(Data entries)
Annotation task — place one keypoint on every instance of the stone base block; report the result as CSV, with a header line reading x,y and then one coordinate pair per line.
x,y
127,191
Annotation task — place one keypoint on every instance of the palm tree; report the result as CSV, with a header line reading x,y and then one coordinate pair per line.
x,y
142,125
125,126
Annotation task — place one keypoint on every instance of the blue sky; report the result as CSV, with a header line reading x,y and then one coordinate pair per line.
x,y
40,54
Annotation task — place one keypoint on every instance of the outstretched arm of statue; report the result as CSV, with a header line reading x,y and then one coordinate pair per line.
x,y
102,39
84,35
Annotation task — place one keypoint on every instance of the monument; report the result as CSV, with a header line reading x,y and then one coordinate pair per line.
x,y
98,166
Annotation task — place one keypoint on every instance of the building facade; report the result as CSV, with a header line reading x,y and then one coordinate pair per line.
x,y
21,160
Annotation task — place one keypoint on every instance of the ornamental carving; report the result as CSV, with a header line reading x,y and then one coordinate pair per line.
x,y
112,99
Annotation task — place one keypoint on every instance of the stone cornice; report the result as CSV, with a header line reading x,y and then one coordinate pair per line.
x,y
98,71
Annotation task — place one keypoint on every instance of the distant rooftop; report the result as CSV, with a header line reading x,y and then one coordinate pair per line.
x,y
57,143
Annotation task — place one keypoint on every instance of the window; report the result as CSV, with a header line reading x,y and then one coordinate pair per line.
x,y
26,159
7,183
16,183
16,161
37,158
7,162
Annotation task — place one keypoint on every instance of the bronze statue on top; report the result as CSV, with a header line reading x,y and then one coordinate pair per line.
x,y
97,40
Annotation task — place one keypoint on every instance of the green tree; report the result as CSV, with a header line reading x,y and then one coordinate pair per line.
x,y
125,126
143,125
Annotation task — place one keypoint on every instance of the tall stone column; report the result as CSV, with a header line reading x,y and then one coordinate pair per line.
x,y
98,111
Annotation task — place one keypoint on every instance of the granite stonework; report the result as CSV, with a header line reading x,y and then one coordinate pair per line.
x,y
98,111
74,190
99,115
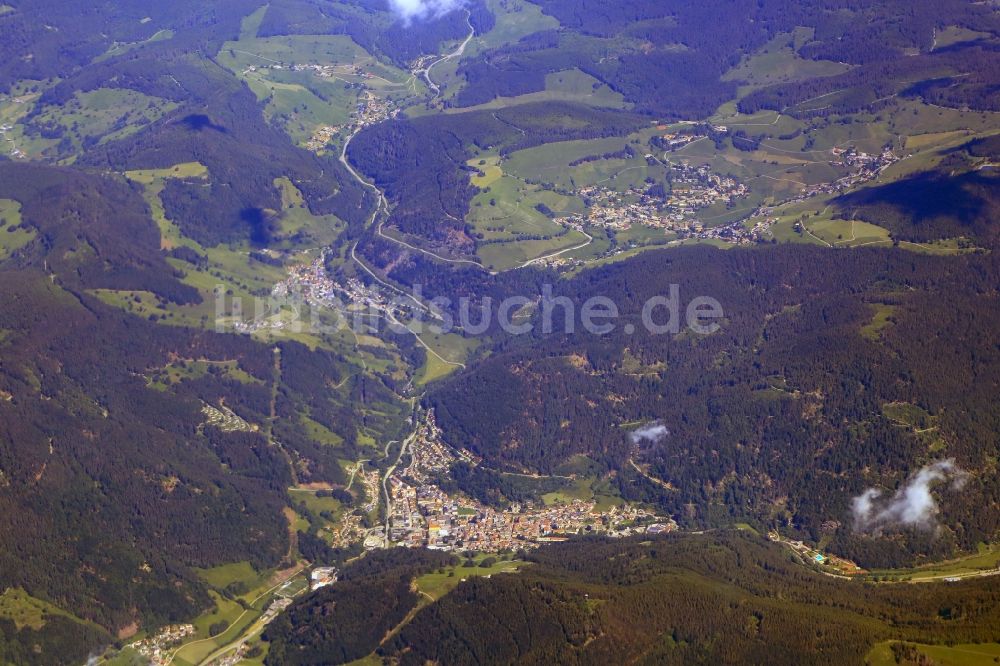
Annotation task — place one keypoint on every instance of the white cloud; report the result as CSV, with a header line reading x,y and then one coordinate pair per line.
x,y
409,10
912,505
651,432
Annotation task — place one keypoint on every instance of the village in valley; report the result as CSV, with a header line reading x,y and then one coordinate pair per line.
x,y
422,515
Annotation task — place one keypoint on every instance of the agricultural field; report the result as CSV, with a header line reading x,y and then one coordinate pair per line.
x,y
12,237
963,654
436,585
23,610
253,592
778,62
570,85
986,559
99,116
310,82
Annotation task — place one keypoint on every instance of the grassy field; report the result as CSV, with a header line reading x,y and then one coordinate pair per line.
x,y
104,114
300,99
965,654
986,558
449,350
436,585
569,85
241,614
778,62
12,239
25,610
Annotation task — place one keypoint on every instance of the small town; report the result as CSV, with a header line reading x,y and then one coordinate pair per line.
x,y
422,515
158,648
692,189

> **INSTRUCTION**
Reproduce verbatim the lines from the one containing "of the white" through the final line of the data entries.

> **RESULT OF THE EXERCISE**
Annotation task — place one keypoint on every instance of the white cloud; report the result as CSV, with a header line reading x,y and then one coordinate pair per line.
x,y
409,10
912,505
651,432
Annotation task — place one keypoint on every instance of the village in valley; report the result as CSV, with a header line reading x,y and then one coordinate pair per line.
x,y
422,515
Annotation task — place one keypoint on every instance of the agricultural field; report the result as CSV, with a header line reading x,y and then one coordinate pair per line.
x,y
12,237
963,654
436,585
23,610
253,592
778,62
570,85
986,559
99,116
310,82
Annotation task — place one keypoint on every instance of the grassy field; report the result as CSV, with a header line reading x,y and then one coordinate pair per line.
x,y
104,114
300,99
965,654
986,558
449,350
436,585
569,85
241,614
778,62
12,239
25,610
Annotation task — place one keypoint on every instance of the small town; report the result as CSV, with a header line reading x,y and then one coordinate pair per line.
x,y
422,515
158,648
692,189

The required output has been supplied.